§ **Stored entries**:
+===+

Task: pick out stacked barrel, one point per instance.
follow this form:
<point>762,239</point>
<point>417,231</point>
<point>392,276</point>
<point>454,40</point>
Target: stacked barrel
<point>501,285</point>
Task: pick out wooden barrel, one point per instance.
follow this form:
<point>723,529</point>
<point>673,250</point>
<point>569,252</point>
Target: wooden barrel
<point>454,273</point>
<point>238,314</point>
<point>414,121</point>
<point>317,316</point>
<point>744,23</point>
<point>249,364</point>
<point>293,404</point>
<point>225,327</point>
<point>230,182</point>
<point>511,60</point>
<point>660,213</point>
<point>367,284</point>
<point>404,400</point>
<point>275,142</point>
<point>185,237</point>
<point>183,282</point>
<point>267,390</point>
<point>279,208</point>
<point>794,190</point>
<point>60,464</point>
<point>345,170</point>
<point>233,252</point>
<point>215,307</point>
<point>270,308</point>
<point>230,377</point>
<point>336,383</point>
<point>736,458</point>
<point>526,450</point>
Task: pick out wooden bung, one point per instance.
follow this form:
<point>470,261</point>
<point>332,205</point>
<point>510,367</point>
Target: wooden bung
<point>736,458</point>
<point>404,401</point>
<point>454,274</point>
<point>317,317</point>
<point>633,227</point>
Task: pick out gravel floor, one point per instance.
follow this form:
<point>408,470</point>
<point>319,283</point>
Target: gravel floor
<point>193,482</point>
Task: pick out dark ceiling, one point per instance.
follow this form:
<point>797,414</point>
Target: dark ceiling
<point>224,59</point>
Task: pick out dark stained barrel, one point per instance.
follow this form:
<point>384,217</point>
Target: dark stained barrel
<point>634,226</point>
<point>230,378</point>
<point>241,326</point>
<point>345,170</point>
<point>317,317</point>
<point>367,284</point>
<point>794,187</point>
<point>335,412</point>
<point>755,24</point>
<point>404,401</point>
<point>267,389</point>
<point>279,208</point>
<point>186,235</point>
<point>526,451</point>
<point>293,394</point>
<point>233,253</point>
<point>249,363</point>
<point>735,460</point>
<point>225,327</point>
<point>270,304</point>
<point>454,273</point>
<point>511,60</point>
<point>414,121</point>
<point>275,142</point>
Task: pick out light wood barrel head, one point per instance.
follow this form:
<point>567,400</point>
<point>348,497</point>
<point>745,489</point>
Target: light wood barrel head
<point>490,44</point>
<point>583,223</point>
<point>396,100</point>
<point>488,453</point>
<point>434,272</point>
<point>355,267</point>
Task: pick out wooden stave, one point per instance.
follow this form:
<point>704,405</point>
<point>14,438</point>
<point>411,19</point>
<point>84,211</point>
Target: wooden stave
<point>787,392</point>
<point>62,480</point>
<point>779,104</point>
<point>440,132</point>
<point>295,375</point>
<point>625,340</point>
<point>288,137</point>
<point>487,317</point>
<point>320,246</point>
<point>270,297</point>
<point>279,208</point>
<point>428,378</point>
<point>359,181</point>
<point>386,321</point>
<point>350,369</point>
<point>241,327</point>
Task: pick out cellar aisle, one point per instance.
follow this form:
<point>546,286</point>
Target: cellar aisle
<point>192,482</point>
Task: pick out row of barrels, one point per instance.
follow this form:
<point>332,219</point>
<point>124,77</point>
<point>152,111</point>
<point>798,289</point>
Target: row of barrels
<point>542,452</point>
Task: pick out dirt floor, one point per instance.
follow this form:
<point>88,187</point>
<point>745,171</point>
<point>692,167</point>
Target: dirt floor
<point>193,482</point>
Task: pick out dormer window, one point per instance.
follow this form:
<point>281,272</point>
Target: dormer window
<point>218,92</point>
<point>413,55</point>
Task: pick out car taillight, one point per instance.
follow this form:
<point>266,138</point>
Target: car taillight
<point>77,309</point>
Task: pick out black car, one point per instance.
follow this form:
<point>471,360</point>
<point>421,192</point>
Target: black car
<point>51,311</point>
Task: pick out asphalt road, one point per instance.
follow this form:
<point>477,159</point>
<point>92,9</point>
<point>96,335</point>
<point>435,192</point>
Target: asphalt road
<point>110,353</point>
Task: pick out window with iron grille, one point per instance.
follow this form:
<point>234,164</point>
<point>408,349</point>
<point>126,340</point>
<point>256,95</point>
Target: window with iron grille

+===+

§ **Exercise directions**:
Output all of the entries above verbatim, from the first line through the last, without altering any character.

§ **Correct response**:
Task: pick out stacked barrel, one point per instance.
follow this form:
<point>762,239</point>
<point>417,231</point>
<point>392,276</point>
<point>454,40</point>
Target: stacked barrel
<point>501,285</point>
Task: pick out wooden barrel, one point per instance.
follow this form:
<point>723,529</point>
<point>673,250</point>
<point>569,252</point>
Target: wooden barrel
<point>454,273</point>
<point>238,314</point>
<point>414,121</point>
<point>317,316</point>
<point>744,23</point>
<point>249,364</point>
<point>293,404</point>
<point>225,327</point>
<point>230,182</point>
<point>511,60</point>
<point>660,213</point>
<point>367,284</point>
<point>404,400</point>
<point>275,142</point>
<point>185,237</point>
<point>183,282</point>
<point>267,390</point>
<point>279,208</point>
<point>794,190</point>
<point>60,464</point>
<point>345,170</point>
<point>233,252</point>
<point>215,307</point>
<point>270,308</point>
<point>230,377</point>
<point>336,383</point>
<point>736,458</point>
<point>526,450</point>
Task: pick out wooden bung, one point per instance.
follow this form:
<point>470,261</point>
<point>332,205</point>
<point>510,367</point>
Target: wooden bung
<point>736,458</point>
<point>404,401</point>
<point>454,274</point>
<point>317,317</point>
<point>633,227</point>
Task: pick out gravel floor, one point per instance.
follow this form:
<point>408,470</point>
<point>319,283</point>
Target: gravel floor
<point>193,482</point>
Task: pick out dark ceiling, one point per instance.
follow this form:
<point>797,414</point>
Target: dark ceiling
<point>224,59</point>
Task: pick out dark stained barrel, one point per instance.
follow this form:
<point>384,217</point>
Target: dark stained barrel
<point>634,226</point>
<point>230,378</point>
<point>241,326</point>
<point>345,170</point>
<point>317,317</point>
<point>367,284</point>
<point>794,187</point>
<point>335,412</point>
<point>755,24</point>
<point>404,401</point>
<point>267,389</point>
<point>279,208</point>
<point>186,235</point>
<point>526,451</point>
<point>293,394</point>
<point>233,253</point>
<point>249,363</point>
<point>735,460</point>
<point>225,327</point>
<point>270,304</point>
<point>454,273</point>
<point>511,60</point>
<point>414,121</point>
<point>275,142</point>
Task: pick out light wood barrel head, one point per instance.
follow this form:
<point>567,400</point>
<point>348,497</point>
<point>745,489</point>
Target: light wood barrel head
<point>490,44</point>
<point>583,223</point>
<point>396,100</point>
<point>488,453</point>
<point>434,272</point>
<point>355,267</point>
Task: pick out wooden stave, one point per instance.
follow this form:
<point>704,405</point>
<point>14,438</point>
<point>411,19</point>
<point>84,211</point>
Target: wooden stave
<point>787,392</point>
<point>62,480</point>
<point>779,104</point>
<point>440,132</point>
<point>295,375</point>
<point>625,340</point>
<point>288,137</point>
<point>487,317</point>
<point>320,246</point>
<point>270,297</point>
<point>279,208</point>
<point>428,378</point>
<point>359,181</point>
<point>386,321</point>
<point>350,369</point>
<point>241,327</point>
Task: pick out cellar aisle, one point per instance.
follow this form:
<point>546,286</point>
Target: cellar aisle
<point>192,482</point>
Task: pick out row of barrels, one point per instance.
follow this form:
<point>332,219</point>
<point>124,77</point>
<point>152,111</point>
<point>798,289</point>
Target: row of barrels
<point>542,452</point>
Task: pick out dirt floor, one point per instance.
follow this form:
<point>88,187</point>
<point>745,171</point>
<point>692,167</point>
Target: dirt floor
<point>193,482</point>
Task: pick out dormer window, one point per instance.
follow this form:
<point>281,272</point>
Target: dormer window
<point>218,92</point>
<point>413,55</point>
Task: pick out car taillight, one point per instance.
follow this form:
<point>266,138</point>
Target: car taillight
<point>77,309</point>
Task: pick out black car, one point per instance.
follow this form:
<point>471,360</point>
<point>421,192</point>
Target: black car
<point>51,311</point>
Task: pick out asphalt road, one point per instance.
follow this form:
<point>477,159</point>
<point>92,9</point>
<point>96,335</point>
<point>435,192</point>
Target: asphalt road
<point>110,353</point>
Task: pick out window with iron grille, one point per instance.
follow this form:
<point>234,164</point>
<point>408,349</point>
<point>126,340</point>
<point>256,95</point>
Target: window with iron grille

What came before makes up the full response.